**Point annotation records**

⁂

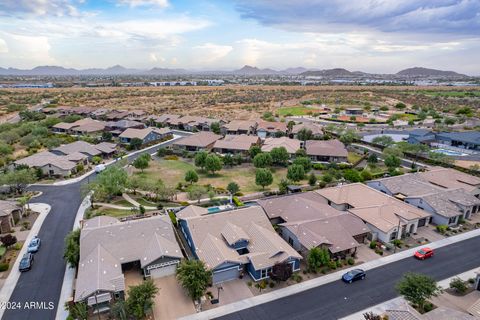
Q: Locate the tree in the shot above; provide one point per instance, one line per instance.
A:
(71, 253)
(254, 150)
(392, 161)
(213, 163)
(191, 176)
(352, 175)
(8, 240)
(140, 298)
(194, 277)
(383, 141)
(135, 143)
(417, 288)
(279, 156)
(348, 136)
(304, 162)
(140, 163)
(233, 188)
(304, 134)
(296, 172)
(200, 158)
(262, 160)
(196, 192)
(18, 180)
(263, 177)
(215, 127)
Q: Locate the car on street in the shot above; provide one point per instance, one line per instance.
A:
(354, 275)
(423, 253)
(26, 262)
(34, 245)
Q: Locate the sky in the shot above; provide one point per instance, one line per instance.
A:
(380, 36)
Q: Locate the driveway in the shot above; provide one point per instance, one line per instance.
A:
(171, 301)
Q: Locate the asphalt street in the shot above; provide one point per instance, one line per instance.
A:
(43, 283)
(337, 299)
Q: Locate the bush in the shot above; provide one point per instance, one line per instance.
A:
(441, 228)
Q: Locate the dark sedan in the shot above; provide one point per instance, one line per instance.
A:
(26, 262)
(354, 275)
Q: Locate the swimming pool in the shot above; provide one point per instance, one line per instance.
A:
(449, 152)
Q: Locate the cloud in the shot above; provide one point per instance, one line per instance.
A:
(210, 52)
(455, 17)
(139, 3)
(59, 8)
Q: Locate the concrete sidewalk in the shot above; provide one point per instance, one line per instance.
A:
(69, 276)
(394, 303)
(11, 282)
(304, 286)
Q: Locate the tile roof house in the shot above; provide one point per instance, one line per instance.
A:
(307, 221)
(85, 126)
(382, 213)
(197, 141)
(10, 212)
(234, 242)
(326, 151)
(239, 127)
(292, 145)
(316, 129)
(447, 206)
(147, 135)
(267, 129)
(108, 245)
(233, 144)
(52, 164)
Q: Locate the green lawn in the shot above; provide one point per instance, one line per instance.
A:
(296, 111)
(173, 171)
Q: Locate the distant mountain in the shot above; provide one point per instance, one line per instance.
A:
(336, 72)
(250, 71)
(425, 72)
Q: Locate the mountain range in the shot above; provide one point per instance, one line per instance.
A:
(244, 71)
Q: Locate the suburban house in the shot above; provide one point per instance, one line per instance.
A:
(109, 247)
(326, 151)
(266, 129)
(197, 142)
(307, 221)
(447, 206)
(10, 212)
(315, 129)
(117, 127)
(52, 164)
(147, 135)
(85, 126)
(239, 127)
(382, 214)
(292, 145)
(233, 144)
(236, 242)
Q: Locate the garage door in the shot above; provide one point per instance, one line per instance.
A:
(226, 275)
(163, 271)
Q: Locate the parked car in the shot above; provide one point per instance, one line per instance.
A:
(423, 253)
(354, 275)
(34, 245)
(26, 262)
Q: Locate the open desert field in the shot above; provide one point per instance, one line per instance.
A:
(243, 102)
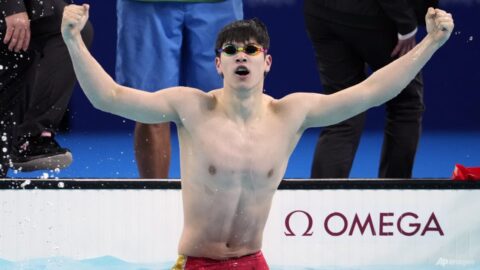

⁂

**YOUR INSTRUCTIONS**
How many lines in the listing above contain the string "street"? Case counts. Reply with the number only.

**REPLY**
2